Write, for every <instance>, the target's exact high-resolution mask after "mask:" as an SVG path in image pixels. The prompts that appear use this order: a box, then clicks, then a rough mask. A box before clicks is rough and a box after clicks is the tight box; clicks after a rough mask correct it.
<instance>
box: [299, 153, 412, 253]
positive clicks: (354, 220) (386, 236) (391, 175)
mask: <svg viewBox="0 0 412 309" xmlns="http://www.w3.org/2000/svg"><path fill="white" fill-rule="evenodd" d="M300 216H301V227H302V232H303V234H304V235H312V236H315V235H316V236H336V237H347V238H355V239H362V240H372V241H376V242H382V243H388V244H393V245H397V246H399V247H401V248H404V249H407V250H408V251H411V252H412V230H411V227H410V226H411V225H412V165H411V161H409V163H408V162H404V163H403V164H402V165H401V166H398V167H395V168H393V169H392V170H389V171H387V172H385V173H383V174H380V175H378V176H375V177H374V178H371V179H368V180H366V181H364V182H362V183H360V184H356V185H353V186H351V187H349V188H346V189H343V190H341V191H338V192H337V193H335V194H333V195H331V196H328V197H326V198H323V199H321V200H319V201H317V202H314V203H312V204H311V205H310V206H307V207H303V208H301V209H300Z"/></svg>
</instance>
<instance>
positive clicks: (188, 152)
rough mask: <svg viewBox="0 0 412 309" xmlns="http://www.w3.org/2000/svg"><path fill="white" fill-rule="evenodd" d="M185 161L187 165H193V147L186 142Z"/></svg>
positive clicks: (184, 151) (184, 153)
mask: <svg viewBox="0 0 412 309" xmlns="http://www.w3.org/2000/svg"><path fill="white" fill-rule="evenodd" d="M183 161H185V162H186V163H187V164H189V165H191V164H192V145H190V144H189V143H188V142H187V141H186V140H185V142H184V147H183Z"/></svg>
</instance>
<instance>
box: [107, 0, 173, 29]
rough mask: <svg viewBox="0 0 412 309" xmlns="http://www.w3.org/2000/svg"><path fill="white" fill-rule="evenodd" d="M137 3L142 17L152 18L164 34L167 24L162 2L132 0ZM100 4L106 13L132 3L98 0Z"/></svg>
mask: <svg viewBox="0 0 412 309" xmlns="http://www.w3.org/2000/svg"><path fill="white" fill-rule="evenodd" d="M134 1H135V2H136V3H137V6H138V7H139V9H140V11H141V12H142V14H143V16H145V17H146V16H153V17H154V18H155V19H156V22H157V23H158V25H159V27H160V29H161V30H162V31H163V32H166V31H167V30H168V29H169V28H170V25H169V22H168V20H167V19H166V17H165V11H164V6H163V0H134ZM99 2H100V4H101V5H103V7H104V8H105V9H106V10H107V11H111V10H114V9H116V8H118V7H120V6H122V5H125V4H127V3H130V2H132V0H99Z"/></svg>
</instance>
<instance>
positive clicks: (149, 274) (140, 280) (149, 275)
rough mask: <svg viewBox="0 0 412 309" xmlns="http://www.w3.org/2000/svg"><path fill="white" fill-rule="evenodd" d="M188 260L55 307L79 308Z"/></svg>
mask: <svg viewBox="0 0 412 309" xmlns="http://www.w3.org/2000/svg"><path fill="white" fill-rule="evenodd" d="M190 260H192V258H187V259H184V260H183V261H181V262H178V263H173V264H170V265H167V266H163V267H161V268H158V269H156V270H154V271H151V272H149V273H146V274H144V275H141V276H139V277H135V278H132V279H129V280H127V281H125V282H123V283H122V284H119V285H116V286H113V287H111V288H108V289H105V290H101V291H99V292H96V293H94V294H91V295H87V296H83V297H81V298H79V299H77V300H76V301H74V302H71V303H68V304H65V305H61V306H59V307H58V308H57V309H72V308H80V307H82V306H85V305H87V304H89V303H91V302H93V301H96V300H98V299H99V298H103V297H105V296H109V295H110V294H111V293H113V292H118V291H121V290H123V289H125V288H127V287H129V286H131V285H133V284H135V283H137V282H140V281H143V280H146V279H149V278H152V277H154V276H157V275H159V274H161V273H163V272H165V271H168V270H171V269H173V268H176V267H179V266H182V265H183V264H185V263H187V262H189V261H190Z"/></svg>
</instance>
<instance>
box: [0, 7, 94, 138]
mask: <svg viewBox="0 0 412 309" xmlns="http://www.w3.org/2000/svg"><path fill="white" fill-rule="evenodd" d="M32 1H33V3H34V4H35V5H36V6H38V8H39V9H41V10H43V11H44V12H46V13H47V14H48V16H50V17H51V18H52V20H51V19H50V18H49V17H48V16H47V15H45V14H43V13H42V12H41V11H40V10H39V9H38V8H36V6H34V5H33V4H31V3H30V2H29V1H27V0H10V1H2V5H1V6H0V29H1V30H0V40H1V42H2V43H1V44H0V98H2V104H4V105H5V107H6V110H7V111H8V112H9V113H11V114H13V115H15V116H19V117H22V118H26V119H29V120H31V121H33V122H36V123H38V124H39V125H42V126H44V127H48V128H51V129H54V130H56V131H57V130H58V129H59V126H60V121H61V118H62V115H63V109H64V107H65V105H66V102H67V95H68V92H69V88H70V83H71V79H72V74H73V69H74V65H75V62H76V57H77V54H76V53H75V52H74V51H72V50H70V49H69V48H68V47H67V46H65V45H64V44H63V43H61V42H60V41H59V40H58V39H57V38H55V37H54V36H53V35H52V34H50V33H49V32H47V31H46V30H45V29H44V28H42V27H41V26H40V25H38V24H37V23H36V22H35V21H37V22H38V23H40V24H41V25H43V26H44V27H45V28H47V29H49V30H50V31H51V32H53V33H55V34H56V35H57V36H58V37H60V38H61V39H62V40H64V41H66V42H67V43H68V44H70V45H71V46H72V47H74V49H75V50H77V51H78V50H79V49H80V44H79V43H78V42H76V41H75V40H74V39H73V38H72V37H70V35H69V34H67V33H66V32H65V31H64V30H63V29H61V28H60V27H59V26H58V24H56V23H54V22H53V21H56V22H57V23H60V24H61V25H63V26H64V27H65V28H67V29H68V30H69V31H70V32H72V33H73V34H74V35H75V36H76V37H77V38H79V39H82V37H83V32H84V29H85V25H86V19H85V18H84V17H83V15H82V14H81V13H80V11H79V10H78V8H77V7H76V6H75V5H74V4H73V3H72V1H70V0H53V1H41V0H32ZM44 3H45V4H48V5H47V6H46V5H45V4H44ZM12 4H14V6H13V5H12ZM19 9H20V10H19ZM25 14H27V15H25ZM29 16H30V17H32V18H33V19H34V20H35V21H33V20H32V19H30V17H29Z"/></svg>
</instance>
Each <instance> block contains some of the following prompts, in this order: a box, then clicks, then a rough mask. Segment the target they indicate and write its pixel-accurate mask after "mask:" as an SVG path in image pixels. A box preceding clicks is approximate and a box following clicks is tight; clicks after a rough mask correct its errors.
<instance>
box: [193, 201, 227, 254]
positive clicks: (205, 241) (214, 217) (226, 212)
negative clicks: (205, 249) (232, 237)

════════════════════

From the first line to the last, transcribe the listing exactly.

Write, for every <instance>, the target's exact high-resolution mask after "mask:" as an SVG path in image pixels. The prompts that appear use this order: a box, then clicks, then a rough mask. A box before clicks is rough and a box after clicks is the tight box; clicks after a rough mask correct it.
<instance>
box: [299, 153, 412, 253]
positive clicks: (354, 220) (386, 236) (391, 175)
mask: <svg viewBox="0 0 412 309" xmlns="http://www.w3.org/2000/svg"><path fill="white" fill-rule="evenodd" d="M300 216H301V227H302V232H303V234H304V235H312V236H315V235H316V236H336V237H347V238H355V239H362V240H372V241H376V242H382V243H388V244H393V245H397V246H399V247H401V248H404V249H407V250H408V251H411V252H412V230H411V227H410V226H411V225H412V165H411V161H409V163H408V162H404V163H403V164H402V165H401V166H398V167H395V168H393V169H392V170H389V171H387V172H385V173H383V174H380V175H378V176H375V177H374V178H371V179H368V180H366V181H364V182H362V183H360V184H356V185H353V186H351V187H349V188H346V189H343V190H341V191H338V192H337V193H335V194H333V195H331V196H328V197H326V198H323V199H321V200H319V201H317V202H314V203H312V204H311V205H310V206H307V207H303V208H301V209H300Z"/></svg>
</instance>
<instance>
positive clicks: (188, 152)
rough mask: <svg viewBox="0 0 412 309" xmlns="http://www.w3.org/2000/svg"><path fill="white" fill-rule="evenodd" d="M185 161L187 165H193V147L186 142Z"/></svg>
positive clicks: (184, 151) (184, 153)
mask: <svg viewBox="0 0 412 309" xmlns="http://www.w3.org/2000/svg"><path fill="white" fill-rule="evenodd" d="M183 161H185V162H186V163H187V164H189V165H191V164H192V145H190V144H189V143H188V142H187V141H186V140H185V142H184V147H183Z"/></svg>
</instance>
<instance>
box: [107, 0, 173, 29]
rough mask: <svg viewBox="0 0 412 309" xmlns="http://www.w3.org/2000/svg"><path fill="white" fill-rule="evenodd" d="M137 3L142 17L152 18L164 34L167 24L162 2L132 0ZM100 4L106 13L132 3L98 0Z"/></svg>
mask: <svg viewBox="0 0 412 309" xmlns="http://www.w3.org/2000/svg"><path fill="white" fill-rule="evenodd" d="M134 1H135V2H136V3H137V6H138V7H139V9H140V11H141V12H142V14H143V16H145V17H146V16H153V17H154V18H155V19H156V22H157V23H158V25H159V27H160V29H161V30H162V31H163V32H166V31H167V30H168V29H169V28H170V25H169V22H168V20H167V19H166V17H165V11H164V6H163V0H134ZM99 2H100V4H101V5H103V7H104V8H105V9H106V10H107V11H111V10H114V9H116V8H118V7H120V6H122V5H125V4H127V3H130V2H132V0H99Z"/></svg>
</instance>
<instance>
positive clicks: (149, 274) (140, 280) (149, 275)
rough mask: <svg viewBox="0 0 412 309" xmlns="http://www.w3.org/2000/svg"><path fill="white" fill-rule="evenodd" d="M188 260L55 307L79 308Z"/></svg>
mask: <svg viewBox="0 0 412 309" xmlns="http://www.w3.org/2000/svg"><path fill="white" fill-rule="evenodd" d="M190 260H192V258H187V259H184V260H183V261H181V262H178V263H173V264H170V265H167V266H163V267H161V268H158V269H156V270H154V271H151V272H149V273H146V274H144V275H141V276H139V277H135V278H132V279H129V280H127V281H125V282H123V283H122V284H119V285H116V286H113V287H111V288H108V289H105V290H101V291H99V292H96V293H94V294H91V295H87V296H83V297H81V298H79V299H77V300H76V301H74V302H71V303H68V304H65V305H61V306H59V307H58V308H57V309H72V308H80V307H82V306H85V305H87V304H89V303H91V302H93V301H96V300H98V299H99V298H103V297H105V296H109V295H110V294H111V293H113V292H118V291H121V290H123V289H125V288H127V287H129V286H131V285H133V284H135V283H137V282H140V281H143V280H146V279H149V278H152V277H154V276H157V275H159V274H161V273H163V272H165V271H168V270H171V269H173V268H176V267H179V266H182V265H183V264H185V263H187V262H189V261H190Z"/></svg>
</instance>
<instance>
box: [0, 7, 94, 138]
mask: <svg viewBox="0 0 412 309" xmlns="http://www.w3.org/2000/svg"><path fill="white" fill-rule="evenodd" d="M32 1H33V3H34V4H35V5H36V6H38V8H39V9H41V10H43V11H44V12H46V13H47V14H48V16H50V17H51V18H52V20H51V19H50V18H49V17H48V16H47V15H45V14H43V13H42V12H41V11H40V10H39V9H38V8H36V6H34V5H33V4H31V3H30V2H29V1H27V0H10V1H2V5H1V6H0V29H1V30H0V40H1V42H2V43H1V44H0V98H2V104H4V105H5V107H6V110H7V111H8V112H9V113H11V114H13V115H15V116H19V117H22V118H26V119H29V120H31V121H33V122H36V123H38V124H39V125H42V126H44V127H48V128H51V129H54V130H56V131H57V130H58V129H59V126H60V121H61V118H62V115H63V109H64V107H65V105H66V102H67V95H68V92H69V88H70V83H71V79H72V74H73V69H74V65H75V62H76V57H77V54H76V53H75V52H74V51H72V50H70V49H69V48H68V47H67V46H65V45H64V44H63V43H61V42H60V41H59V40H58V39H57V38H55V37H54V36H53V35H52V34H50V33H49V32H47V31H46V30H45V29H44V28H42V27H41V26H40V25H38V24H37V23H36V22H35V21H37V22H38V23H40V24H41V25H43V26H44V27H45V28H47V29H49V30H50V31H51V32H53V33H55V34H56V35H57V36H58V37H60V38H61V39H62V40H64V41H66V42H67V43H68V44H70V45H71V46H72V47H74V49H75V50H77V51H78V50H79V49H80V44H79V43H78V42H76V41H75V40H74V39H73V38H72V37H70V35H69V34H67V33H66V32H65V31H64V30H63V29H61V28H60V27H59V26H58V24H56V23H54V22H53V21H56V22H57V23H60V24H61V25H63V26H64V27H65V28H67V29H68V30H69V31H70V32H72V33H73V34H74V35H75V36H76V37H77V38H79V39H82V37H83V32H84V29H85V25H86V19H85V18H84V17H83V15H82V14H81V13H80V11H79V10H78V8H77V7H76V6H75V5H74V4H73V3H72V1H70V0H53V1H41V0H32ZM44 3H45V4H48V5H47V6H46V5H45V4H44ZM12 4H14V6H13V5H12ZM19 9H20V10H19ZM25 14H27V15H25ZM29 16H30V17H32V18H33V19H34V20H35V21H33V20H32V19H30V17H29Z"/></svg>
</instance>
Each <instance> block contains some of the following prompts, in this order: a box, then clicks, then a rough mask. Segment the target they indicate and write its pixel-accurate mask after "mask:" as an SVG path in image pixels. A box preceding clicks is approximate and a box following clicks is tight; clicks after a rough mask correct its errors.
<instance>
box: [193, 201, 227, 254]
positive clicks: (205, 241) (214, 217) (226, 212)
negative clicks: (205, 249) (232, 237)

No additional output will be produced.